**Exercise task 1**
Starting at the first line of the listing below and stopping after the line that contains "point(351, 699)", write those lines out again, swapping "concrete pole" for "wooden pole" and leaving everything else unchanged.

:: Document ::

10 Cornish Museums to visit
It's not just restaurants that open up inside this week! On International Museum Day here are ten Cornish favourites that we're looking forward to visiting again.
Cornwall has an immense heritage, both gritty and magical and so is spoilt for museums exploring the past – including (and not limited to) sea-farers, artists, smugglers, pirates and sailors, tin miners and arthurian legends.
Top of my list is one of the most peaceful places in Cornwall, despite it also being the place of her death, with the studio and garden being largely as Hepworth left it the day before fire consumed the studio in 1975. One of the UK’s most influential artists, Hepworth began creating her stone and later bronze sculptures in the garden tucked out of the way at Barnoon in St Ives in 1949 (she left London to escape the war a decade earlier but didn’t start work at Trewyn Studio until much later). Walking around the garden and the small museum dedicated to her life and influences in what was her simple whitewashed studio is both magical and inspirational. A haven of tranquility just moments from the bustling St Ives high street.
National Maritime Museum, Falmouth
Head to the harbourside in Falmouth where you’ll find the Maritime Museum at Discovery Quay, which opened in 2003. The building is the result of an architectural competition and the museum aims to promote an understanding of boats and their place in people’s lives, and of the maritime heritage of Cornwall. Explore the centuries-old myths and legends, when chance sightings and odd appearances led to tall tales of deep sea creatures. Learn how, even today, these stories continue to capture imaginations, fuelled by fake news and conspiracy theories. Don’t miss the rather fascinating tidal zone which gives a unique underwater perspective on Falmouth harbour.

:::
:: Given information ::

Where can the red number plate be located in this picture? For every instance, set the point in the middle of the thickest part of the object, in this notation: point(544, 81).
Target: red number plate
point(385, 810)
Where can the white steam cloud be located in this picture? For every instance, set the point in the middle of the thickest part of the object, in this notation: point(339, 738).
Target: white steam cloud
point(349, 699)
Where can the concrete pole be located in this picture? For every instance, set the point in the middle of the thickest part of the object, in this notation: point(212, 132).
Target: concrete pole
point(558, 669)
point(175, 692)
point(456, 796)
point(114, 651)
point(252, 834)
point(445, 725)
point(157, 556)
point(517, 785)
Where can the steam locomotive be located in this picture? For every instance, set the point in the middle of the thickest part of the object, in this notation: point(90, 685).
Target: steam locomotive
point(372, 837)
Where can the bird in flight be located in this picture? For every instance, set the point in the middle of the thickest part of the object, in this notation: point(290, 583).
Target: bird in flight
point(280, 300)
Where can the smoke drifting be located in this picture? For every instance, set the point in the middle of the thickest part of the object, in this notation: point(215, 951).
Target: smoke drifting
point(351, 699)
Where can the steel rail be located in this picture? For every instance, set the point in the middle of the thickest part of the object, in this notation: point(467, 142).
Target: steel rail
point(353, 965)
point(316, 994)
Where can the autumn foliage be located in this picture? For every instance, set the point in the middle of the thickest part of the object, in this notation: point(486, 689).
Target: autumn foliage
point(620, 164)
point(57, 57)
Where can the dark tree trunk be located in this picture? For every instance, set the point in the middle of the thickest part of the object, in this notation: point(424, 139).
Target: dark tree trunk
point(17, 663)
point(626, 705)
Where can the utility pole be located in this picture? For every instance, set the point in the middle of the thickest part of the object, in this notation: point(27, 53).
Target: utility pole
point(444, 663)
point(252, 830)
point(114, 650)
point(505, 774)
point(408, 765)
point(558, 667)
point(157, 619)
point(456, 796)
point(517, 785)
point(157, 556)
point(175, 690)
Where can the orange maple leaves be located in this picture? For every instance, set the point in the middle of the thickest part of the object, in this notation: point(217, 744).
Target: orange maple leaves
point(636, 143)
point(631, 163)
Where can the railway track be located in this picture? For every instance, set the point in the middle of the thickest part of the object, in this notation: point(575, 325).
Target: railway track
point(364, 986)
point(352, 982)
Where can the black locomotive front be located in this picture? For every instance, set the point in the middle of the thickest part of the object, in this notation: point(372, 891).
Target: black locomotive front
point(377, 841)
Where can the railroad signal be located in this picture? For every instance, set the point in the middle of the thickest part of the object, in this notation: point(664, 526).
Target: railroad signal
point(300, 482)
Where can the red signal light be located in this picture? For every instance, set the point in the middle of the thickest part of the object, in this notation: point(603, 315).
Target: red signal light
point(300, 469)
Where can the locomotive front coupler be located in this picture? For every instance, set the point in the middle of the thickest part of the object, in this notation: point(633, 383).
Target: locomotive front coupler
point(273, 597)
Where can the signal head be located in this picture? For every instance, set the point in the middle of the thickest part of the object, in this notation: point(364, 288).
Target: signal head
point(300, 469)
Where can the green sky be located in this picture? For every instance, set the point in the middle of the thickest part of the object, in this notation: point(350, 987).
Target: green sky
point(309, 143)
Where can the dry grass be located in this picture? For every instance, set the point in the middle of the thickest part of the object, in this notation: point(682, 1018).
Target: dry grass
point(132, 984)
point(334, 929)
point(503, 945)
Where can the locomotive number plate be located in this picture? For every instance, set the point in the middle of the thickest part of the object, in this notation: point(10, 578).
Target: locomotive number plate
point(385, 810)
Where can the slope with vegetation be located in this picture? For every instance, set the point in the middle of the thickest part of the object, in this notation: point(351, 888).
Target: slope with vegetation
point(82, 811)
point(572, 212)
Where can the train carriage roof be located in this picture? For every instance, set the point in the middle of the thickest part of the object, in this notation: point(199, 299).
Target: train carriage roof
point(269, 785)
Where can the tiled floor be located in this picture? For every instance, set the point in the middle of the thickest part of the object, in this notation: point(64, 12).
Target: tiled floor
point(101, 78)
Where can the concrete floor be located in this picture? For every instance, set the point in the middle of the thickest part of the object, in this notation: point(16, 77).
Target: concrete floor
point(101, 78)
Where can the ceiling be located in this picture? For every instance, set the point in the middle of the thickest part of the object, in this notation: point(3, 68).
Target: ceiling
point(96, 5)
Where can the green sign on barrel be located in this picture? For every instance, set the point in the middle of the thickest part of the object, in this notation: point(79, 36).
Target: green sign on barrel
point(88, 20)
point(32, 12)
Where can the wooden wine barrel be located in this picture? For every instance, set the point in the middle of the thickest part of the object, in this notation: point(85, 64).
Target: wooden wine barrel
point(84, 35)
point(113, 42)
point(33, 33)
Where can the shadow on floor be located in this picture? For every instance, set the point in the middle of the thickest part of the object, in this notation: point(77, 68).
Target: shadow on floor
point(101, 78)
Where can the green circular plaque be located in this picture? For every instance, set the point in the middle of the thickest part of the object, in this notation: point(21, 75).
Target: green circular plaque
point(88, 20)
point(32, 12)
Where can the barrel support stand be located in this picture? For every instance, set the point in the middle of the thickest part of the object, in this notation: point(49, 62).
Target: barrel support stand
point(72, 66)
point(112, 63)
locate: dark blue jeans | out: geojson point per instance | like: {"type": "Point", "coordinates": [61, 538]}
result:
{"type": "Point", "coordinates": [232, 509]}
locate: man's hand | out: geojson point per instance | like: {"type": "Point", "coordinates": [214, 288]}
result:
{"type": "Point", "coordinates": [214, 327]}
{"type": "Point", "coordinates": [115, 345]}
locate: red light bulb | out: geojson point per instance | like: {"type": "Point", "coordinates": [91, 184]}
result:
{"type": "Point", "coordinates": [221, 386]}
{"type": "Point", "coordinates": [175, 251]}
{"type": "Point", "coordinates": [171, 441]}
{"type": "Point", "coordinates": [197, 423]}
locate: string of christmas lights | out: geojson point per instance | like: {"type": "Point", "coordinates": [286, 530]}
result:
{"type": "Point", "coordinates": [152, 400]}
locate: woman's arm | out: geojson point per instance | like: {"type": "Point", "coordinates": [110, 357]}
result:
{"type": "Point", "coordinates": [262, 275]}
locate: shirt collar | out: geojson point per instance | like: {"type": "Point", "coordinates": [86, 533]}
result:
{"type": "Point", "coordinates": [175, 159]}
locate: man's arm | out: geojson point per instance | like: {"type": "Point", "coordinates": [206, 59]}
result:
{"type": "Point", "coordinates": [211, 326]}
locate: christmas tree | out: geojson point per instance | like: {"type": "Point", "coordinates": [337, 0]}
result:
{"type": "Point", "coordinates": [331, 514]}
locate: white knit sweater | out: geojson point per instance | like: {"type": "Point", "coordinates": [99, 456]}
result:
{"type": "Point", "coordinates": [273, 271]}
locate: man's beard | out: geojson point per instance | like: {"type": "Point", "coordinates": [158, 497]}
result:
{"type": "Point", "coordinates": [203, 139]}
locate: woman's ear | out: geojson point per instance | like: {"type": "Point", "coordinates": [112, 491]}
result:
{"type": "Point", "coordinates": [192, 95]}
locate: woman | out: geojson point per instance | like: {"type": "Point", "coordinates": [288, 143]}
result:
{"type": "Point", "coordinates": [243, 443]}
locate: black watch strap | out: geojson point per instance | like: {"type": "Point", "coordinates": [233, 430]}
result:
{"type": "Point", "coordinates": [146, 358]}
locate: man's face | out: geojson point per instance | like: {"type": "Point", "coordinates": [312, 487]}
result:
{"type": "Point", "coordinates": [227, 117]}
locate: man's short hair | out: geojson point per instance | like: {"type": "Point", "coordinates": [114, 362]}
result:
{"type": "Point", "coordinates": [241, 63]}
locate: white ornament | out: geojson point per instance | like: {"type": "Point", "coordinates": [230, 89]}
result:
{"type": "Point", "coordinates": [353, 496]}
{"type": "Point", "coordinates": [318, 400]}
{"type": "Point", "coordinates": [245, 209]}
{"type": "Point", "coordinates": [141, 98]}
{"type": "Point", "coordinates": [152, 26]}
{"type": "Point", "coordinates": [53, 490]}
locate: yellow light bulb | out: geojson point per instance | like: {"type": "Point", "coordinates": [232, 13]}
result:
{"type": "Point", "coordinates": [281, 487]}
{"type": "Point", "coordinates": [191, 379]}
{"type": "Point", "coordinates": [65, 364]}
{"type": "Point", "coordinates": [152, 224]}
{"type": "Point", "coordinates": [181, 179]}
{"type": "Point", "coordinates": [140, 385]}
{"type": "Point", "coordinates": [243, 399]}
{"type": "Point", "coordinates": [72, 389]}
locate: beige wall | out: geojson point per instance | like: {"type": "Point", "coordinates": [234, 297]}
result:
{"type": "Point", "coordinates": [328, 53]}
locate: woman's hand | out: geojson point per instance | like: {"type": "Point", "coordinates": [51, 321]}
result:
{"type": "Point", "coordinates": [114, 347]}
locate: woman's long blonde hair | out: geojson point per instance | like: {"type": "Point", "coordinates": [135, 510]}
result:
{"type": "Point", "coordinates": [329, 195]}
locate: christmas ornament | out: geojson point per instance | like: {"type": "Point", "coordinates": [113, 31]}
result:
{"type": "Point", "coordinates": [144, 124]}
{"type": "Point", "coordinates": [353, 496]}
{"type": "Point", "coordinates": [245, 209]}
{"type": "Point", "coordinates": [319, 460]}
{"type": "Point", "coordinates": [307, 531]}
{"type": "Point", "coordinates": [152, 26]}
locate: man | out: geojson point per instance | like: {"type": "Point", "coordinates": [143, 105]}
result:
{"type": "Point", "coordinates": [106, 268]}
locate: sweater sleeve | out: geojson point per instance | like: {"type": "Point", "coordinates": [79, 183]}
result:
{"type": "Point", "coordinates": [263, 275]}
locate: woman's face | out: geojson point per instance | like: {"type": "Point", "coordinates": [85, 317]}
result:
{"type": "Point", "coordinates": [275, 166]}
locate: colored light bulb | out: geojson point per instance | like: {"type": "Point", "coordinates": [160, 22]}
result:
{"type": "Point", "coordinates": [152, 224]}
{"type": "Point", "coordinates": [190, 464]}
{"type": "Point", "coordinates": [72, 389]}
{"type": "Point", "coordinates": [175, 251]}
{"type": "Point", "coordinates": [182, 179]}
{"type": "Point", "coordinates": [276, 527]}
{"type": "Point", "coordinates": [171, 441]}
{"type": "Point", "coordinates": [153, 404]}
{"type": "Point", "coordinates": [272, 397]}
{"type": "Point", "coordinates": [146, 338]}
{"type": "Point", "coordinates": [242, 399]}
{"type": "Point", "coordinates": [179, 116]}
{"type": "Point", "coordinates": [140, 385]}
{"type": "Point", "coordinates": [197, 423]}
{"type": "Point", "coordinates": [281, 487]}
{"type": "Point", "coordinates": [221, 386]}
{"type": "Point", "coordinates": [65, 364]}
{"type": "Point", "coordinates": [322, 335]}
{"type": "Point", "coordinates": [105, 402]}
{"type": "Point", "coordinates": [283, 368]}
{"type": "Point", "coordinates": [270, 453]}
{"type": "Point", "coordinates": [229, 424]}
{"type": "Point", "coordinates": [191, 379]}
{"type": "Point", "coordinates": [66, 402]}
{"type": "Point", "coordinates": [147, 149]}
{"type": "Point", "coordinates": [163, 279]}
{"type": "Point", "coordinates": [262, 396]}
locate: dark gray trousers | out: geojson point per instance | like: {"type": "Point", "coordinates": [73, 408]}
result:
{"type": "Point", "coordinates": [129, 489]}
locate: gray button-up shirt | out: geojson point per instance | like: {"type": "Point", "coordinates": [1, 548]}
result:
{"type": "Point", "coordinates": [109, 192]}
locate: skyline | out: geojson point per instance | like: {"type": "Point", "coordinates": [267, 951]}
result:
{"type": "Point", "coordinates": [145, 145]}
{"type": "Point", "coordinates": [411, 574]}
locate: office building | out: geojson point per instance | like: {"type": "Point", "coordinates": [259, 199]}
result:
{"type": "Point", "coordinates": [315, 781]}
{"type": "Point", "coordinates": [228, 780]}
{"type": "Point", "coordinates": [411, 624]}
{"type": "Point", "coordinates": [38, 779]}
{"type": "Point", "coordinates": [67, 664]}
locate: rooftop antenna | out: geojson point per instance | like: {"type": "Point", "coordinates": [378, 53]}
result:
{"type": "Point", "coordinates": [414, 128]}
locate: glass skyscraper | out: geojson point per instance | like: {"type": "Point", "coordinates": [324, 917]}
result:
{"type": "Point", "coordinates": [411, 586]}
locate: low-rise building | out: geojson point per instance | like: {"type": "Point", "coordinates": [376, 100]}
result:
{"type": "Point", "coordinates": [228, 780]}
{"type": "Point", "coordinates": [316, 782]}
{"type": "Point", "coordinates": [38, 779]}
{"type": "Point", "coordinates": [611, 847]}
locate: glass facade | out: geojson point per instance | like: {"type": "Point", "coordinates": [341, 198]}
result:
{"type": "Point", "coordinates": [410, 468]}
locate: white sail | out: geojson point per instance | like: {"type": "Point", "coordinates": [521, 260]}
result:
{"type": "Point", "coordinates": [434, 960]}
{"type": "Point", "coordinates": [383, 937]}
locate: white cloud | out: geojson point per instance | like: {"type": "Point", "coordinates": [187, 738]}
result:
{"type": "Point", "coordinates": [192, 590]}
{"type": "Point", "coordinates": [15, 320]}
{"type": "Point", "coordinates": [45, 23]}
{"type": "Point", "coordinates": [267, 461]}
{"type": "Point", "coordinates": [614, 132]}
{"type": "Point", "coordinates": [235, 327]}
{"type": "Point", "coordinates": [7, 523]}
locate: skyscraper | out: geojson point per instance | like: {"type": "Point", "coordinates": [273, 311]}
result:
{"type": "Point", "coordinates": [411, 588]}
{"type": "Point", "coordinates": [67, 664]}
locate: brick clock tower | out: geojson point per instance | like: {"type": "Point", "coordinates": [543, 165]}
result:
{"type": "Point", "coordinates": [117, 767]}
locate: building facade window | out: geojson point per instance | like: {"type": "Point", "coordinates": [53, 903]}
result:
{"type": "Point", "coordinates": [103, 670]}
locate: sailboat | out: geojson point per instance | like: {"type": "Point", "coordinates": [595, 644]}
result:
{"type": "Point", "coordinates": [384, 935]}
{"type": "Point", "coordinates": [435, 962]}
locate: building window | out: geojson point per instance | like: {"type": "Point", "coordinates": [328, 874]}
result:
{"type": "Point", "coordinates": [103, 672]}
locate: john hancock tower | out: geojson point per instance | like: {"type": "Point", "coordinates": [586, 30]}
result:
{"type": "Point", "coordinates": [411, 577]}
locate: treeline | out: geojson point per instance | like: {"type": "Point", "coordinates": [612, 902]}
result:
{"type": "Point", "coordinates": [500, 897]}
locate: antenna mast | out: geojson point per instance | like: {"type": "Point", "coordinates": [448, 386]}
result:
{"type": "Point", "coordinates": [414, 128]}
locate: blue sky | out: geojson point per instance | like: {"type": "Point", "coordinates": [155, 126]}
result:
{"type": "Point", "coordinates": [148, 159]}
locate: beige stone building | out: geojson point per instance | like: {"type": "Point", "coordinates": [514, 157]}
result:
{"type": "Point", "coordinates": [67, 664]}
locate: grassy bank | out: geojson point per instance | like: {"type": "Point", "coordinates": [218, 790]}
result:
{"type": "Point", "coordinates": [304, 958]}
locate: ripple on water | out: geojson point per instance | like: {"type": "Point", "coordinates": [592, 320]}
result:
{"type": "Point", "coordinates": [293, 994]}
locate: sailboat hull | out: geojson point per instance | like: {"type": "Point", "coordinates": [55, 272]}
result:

:::

**Exercise task 2**
According to the article on Cornish museums, in what year did the Maritime Museum at Discovery Quay in Falmouth open?

**Task solution 1**
Where can the red number plate be located in this picture? For every instance, set the point in the middle of the thickest part of the object, in this notation: point(544, 81).
Target: red number plate
point(385, 810)
Where can the white steam cloud be located in this picture? For every instance, set the point in the middle of the thickest part of the object, in this notation: point(339, 738).
Target: white steam cloud
point(349, 699)
Where can the wooden pole be located in this picture? For every instance, set the point in the middle of the thickest part of the object, in this notation: point(212, 132).
Target: wooden pole
point(558, 669)
point(175, 692)
point(456, 796)
point(114, 651)
point(252, 834)
point(445, 725)
point(157, 556)
point(517, 785)
Where can the steam locomotive be located in this picture? For every instance, set the point in the middle of the thickest part of the object, in this notation: point(90, 685).
Target: steam locomotive
point(372, 837)
Where can the bird in flight be located in this picture? For every instance, set the point in the middle of the thickest part of the object, in this notation: point(290, 583).
Target: bird in flight
point(280, 300)
Where can the smoke drifting be located in this picture? For every instance, set the point in the middle of the thickest part of the object, in this notation: point(215, 951).
Target: smoke drifting
point(351, 699)

**Task solution 2**
2003